DATA EXCERPTS ▸
-- Begin --
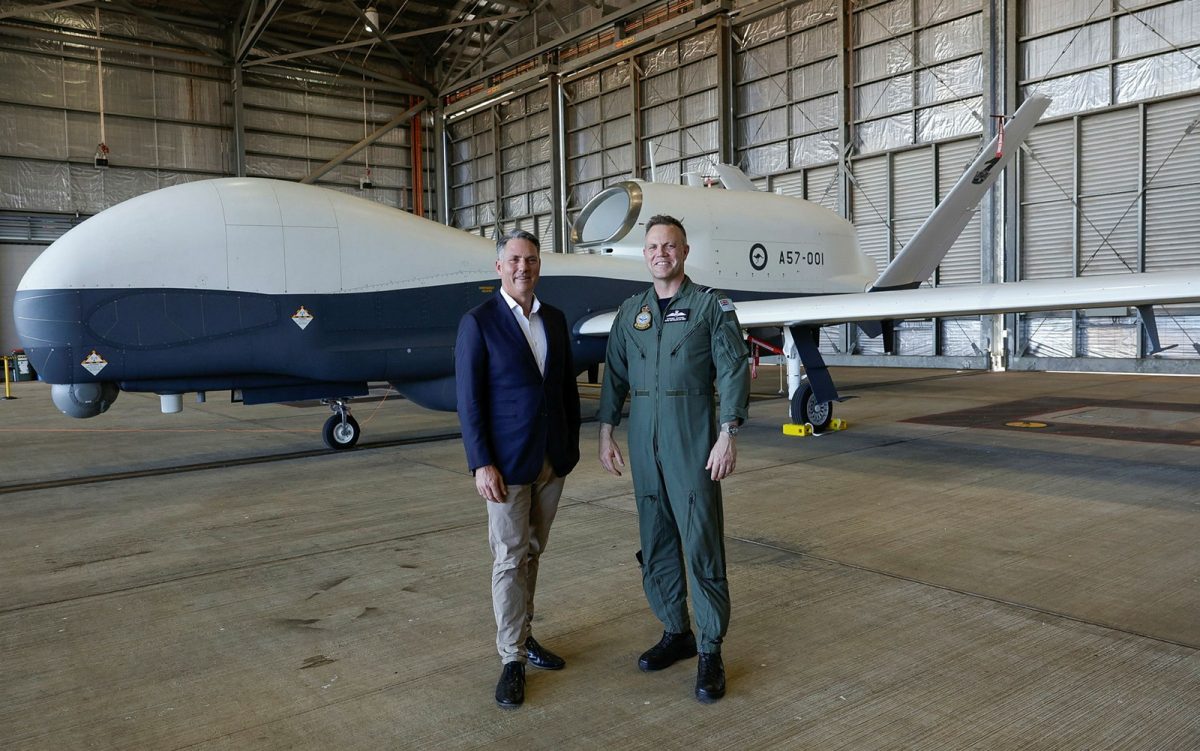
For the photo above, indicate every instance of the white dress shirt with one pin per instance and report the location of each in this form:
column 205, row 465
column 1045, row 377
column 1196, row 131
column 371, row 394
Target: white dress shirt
column 532, row 326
-- End --
WORK INSTRUCTIONS ▸ Give back every line of the material above word for word, but leave out the pictures.

FINAL RESULT ▸
For the photo above, indicate every instance of the white dress shirt with one pin per instance and report the location of each in this form:
column 205, row 465
column 1045, row 377
column 1196, row 131
column 371, row 394
Target: white dress shirt
column 532, row 326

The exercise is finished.